• [Task instructions]:
Which lines in the records below contain the word "board"? Pull out each of those lines in full.

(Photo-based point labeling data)
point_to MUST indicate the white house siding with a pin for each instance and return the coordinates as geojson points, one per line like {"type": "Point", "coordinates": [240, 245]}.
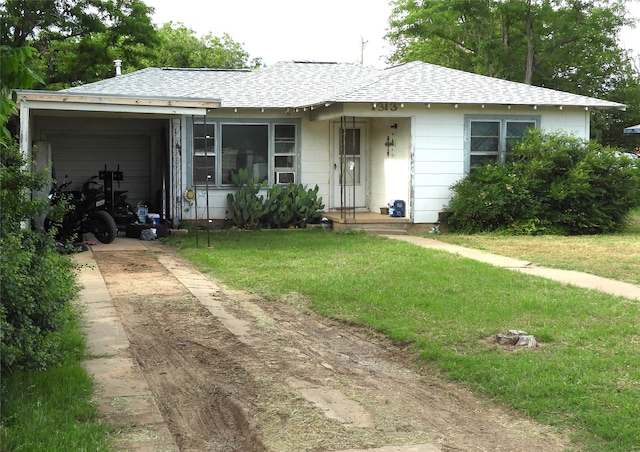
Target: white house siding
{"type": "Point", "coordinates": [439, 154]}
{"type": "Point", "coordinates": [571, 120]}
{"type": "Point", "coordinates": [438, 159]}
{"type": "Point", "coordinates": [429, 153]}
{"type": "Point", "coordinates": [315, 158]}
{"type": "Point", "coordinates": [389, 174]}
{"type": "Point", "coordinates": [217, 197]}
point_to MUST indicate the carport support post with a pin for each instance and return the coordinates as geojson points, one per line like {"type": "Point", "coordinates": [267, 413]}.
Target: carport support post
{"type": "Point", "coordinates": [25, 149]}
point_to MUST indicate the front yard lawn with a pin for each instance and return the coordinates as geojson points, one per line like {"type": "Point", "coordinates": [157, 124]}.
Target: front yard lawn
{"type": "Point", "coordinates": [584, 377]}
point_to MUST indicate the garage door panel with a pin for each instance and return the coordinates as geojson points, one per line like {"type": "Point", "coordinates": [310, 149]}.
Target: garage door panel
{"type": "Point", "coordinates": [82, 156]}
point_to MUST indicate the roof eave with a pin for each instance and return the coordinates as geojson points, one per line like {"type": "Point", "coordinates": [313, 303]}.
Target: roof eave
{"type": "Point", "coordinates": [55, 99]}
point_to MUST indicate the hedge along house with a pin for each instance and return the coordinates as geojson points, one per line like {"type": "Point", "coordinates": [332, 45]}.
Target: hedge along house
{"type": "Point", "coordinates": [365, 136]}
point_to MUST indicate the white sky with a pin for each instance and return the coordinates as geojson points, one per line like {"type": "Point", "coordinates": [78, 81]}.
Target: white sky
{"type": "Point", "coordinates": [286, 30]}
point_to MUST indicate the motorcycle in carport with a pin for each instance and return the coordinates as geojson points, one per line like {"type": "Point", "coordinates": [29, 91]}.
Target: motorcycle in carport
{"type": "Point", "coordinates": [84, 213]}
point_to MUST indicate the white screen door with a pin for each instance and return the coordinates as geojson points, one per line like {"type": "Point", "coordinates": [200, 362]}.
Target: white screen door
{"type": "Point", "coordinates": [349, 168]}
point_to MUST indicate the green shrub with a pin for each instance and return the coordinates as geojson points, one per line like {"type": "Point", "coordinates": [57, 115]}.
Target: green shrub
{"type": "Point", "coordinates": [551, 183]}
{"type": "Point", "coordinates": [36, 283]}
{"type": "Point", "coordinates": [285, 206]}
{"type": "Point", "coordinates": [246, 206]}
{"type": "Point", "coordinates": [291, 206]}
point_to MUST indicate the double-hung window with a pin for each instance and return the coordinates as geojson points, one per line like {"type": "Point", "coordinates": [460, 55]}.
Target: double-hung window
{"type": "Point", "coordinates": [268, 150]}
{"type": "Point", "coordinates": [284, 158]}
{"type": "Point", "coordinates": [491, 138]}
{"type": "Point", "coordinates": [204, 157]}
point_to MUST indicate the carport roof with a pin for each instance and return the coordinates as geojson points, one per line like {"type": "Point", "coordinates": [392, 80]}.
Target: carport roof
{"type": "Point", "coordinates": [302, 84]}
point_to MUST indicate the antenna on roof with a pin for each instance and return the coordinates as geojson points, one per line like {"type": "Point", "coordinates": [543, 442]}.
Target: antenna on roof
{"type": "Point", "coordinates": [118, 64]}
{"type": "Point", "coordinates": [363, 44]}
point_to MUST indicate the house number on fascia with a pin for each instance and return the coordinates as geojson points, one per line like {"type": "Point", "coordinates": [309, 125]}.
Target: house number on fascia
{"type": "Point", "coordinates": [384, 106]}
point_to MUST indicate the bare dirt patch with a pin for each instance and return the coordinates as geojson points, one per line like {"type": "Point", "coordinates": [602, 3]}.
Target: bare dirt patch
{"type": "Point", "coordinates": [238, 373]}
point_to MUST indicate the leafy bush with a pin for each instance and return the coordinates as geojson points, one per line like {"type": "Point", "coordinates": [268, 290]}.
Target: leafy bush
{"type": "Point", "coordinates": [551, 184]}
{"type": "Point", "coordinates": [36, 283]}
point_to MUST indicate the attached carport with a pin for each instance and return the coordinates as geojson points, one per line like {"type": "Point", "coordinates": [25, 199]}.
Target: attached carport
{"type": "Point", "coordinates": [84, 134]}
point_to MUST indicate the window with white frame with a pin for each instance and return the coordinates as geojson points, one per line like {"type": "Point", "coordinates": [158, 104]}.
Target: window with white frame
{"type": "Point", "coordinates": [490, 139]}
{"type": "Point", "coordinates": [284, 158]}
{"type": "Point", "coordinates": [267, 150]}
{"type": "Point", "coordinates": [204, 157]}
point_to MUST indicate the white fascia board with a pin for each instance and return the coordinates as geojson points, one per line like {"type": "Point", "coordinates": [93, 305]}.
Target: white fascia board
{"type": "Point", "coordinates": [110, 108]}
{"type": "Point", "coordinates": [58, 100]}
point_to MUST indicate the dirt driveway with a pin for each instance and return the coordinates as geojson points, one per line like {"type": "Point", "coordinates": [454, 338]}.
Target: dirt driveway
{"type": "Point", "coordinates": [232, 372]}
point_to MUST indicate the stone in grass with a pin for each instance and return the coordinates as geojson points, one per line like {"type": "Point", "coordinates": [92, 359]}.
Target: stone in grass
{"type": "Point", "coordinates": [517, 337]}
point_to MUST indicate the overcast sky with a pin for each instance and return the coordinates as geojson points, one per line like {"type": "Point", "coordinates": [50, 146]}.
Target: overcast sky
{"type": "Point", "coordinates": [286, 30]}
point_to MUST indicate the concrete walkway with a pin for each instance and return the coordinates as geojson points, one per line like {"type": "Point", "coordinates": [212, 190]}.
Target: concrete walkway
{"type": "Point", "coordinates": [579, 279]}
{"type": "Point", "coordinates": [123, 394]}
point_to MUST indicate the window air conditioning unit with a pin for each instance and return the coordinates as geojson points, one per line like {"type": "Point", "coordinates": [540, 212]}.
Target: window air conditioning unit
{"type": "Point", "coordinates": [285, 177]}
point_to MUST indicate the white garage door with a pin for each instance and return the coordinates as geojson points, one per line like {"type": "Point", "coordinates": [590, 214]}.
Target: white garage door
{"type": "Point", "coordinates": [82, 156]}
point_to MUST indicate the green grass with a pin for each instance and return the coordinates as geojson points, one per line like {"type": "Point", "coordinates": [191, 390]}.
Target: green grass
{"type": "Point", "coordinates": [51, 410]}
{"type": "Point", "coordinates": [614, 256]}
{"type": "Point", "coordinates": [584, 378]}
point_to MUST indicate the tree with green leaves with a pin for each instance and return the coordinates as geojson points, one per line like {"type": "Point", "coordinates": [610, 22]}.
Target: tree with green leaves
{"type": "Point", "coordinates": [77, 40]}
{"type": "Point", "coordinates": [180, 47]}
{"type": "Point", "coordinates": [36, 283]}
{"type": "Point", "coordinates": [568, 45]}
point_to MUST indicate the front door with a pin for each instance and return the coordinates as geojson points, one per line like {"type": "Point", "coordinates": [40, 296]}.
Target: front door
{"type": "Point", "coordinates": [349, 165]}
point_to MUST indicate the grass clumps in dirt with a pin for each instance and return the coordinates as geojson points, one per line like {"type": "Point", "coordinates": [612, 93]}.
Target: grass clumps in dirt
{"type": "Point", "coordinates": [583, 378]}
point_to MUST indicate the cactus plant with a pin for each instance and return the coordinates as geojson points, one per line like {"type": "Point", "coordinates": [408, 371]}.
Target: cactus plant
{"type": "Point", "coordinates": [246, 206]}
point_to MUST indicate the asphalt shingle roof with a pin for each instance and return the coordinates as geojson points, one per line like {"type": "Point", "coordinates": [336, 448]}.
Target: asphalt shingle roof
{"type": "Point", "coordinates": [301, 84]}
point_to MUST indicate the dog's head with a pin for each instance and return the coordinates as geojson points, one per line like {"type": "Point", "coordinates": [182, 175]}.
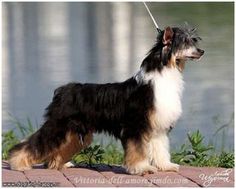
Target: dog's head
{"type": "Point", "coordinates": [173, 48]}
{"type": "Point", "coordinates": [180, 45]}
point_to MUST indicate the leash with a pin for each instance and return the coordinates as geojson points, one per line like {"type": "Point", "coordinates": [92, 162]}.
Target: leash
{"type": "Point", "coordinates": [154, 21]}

...

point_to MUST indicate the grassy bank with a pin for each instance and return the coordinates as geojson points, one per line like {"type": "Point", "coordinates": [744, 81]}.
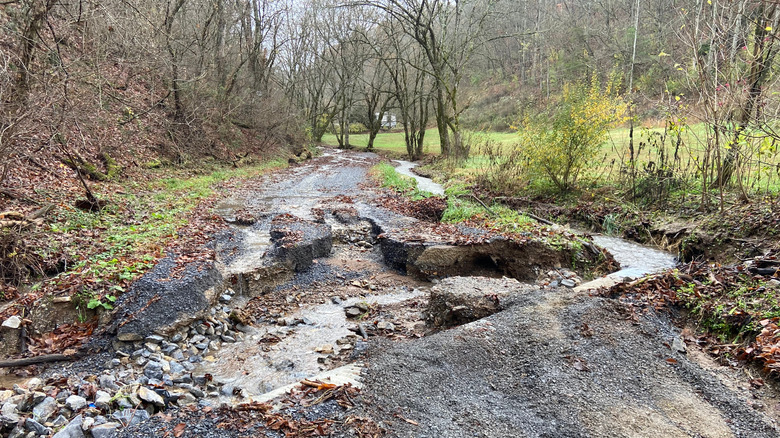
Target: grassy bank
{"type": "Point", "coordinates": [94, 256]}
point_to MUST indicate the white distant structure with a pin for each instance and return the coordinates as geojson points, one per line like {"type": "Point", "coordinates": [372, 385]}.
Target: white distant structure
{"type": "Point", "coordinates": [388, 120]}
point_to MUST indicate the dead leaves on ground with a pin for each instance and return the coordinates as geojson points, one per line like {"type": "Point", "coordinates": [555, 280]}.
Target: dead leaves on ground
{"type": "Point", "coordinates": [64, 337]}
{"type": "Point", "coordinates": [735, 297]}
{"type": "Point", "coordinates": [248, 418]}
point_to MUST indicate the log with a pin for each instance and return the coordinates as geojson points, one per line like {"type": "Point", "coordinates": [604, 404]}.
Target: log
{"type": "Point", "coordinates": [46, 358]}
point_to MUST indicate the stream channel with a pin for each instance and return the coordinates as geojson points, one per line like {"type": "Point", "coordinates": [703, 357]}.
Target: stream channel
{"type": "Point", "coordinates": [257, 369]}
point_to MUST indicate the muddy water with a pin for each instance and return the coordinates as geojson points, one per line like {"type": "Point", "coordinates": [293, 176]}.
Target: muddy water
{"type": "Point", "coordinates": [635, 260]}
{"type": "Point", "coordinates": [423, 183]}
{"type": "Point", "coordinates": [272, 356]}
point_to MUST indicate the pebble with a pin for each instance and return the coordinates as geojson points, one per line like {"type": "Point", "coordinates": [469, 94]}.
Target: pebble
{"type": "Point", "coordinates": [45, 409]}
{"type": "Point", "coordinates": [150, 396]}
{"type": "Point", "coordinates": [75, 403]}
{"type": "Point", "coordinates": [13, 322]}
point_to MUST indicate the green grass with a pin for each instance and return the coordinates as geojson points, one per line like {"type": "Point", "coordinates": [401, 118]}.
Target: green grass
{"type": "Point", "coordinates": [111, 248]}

• [Exercise output]:
point_to MUST indicate the white fascia board with a pin for each instance and return the coordinates as geojson points, one per line like {"type": "Point", "coordinates": [93, 305]}.
Target: white fascia board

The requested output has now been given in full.